**Extracted information:**
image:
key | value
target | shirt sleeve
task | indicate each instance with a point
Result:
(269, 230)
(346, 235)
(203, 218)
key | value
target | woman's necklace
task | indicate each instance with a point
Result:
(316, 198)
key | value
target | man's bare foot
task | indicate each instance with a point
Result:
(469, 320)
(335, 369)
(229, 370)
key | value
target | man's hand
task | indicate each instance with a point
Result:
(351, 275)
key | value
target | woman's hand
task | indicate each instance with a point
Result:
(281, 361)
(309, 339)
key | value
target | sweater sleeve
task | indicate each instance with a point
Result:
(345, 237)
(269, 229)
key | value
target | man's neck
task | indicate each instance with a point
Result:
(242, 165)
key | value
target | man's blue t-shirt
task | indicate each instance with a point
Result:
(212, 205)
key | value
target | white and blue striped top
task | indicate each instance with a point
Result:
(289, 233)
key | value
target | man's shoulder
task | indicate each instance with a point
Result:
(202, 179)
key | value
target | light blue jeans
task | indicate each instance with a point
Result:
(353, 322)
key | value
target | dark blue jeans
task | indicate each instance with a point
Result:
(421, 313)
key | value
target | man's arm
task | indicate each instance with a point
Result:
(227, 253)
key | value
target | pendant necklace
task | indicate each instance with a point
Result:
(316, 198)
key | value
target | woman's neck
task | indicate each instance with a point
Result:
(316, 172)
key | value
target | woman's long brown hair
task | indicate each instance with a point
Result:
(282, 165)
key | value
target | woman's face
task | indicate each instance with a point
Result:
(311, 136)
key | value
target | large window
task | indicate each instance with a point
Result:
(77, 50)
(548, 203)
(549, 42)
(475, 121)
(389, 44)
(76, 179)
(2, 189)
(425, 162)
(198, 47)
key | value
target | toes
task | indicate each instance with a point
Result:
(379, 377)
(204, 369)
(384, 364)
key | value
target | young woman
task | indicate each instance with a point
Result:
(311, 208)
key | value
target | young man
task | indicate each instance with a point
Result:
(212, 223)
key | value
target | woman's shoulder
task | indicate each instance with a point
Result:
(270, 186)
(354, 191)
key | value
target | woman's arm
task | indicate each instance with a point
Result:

**What you need to do:**
Give the whole listing again, character for character.

**Solved exercise:**
image:
key | value
target | shirt sleeve
task | indicate each instance with a point
Result:
(269, 230)
(346, 235)
(203, 218)
key | value
target | woman's necklace
task | indicate each instance with a point
Result:
(316, 198)
key | value
target | man's bare foot
task | indicate each instance with a point
Result:
(469, 320)
(335, 369)
(229, 370)
key | value
target | man's hand
task | indicate each instance with a point
Result:
(351, 275)
key | value
target | woman's hand
task | indicate each instance with a point
Result:
(281, 361)
(309, 339)
key | value
target | sweater sleeve
task | indicate each instance with a point
Result:
(345, 237)
(269, 229)
key | value
target | man's neck
task | indicate each instance with a point
Result:
(242, 165)
key | value
target | man's blue t-shirt
task | indicate each instance with a point
Result:
(212, 205)
key | value
target | white and blue striped top
task | indicate each instance with a point
Result:
(289, 233)
key | value
target | man's shoulder
task | indicate each instance with a point
Result:
(202, 179)
key | value
target | light blue jeans
task | indicate each instance with a point
Result:
(353, 322)
key | value
target | dark blue jeans
task | indicate each instance with a point
Result:
(421, 313)
key | value
target | man's arm
task | indicate each instance with a point
Result:
(227, 253)
key | value
target | pendant necklace
task | indicate each instance with a point
Result:
(316, 198)
key | value
target | woman's neck
task | indicate each instance with a point
Result:
(316, 172)
key | value
target | woman's long brown hair
task | indicate each instance with a point
Result:
(282, 165)
key | value
target | woman's face
task | indicate each instance with a point
Result:
(311, 136)
key | value
target | large window
task | indicate each instance with a point
Result:
(77, 50)
(548, 203)
(549, 42)
(475, 121)
(389, 44)
(76, 179)
(2, 189)
(425, 162)
(198, 47)
key | value
target | toes
task | indicate each instance with a point
Result:
(379, 377)
(204, 369)
(384, 364)
key | value
target | young woman
task | indicate each instance with a point
Result:
(311, 208)
key | value
target | young man
task | indicate each instance with a point
Result:
(212, 223)
key | value
target | woman's shoulder
task | indicate each instance with a point
Result:
(270, 186)
(354, 191)
key | value
target | woman's arm
task | indicate each instance with a point
Result:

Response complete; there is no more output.